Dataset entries
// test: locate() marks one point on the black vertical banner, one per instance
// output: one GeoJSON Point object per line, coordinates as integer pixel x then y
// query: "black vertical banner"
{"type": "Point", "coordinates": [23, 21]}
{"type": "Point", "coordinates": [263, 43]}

Task brief
Repeat each of the entries above precisely as given.

Output for this exercise
// test: locate() marks one point on the black vertical banner, one per instance
// output: one GeoJSON Point object per line, coordinates as integer pixel x then y
// query: "black vertical banner"
{"type": "Point", "coordinates": [23, 21]}
{"type": "Point", "coordinates": [263, 43]}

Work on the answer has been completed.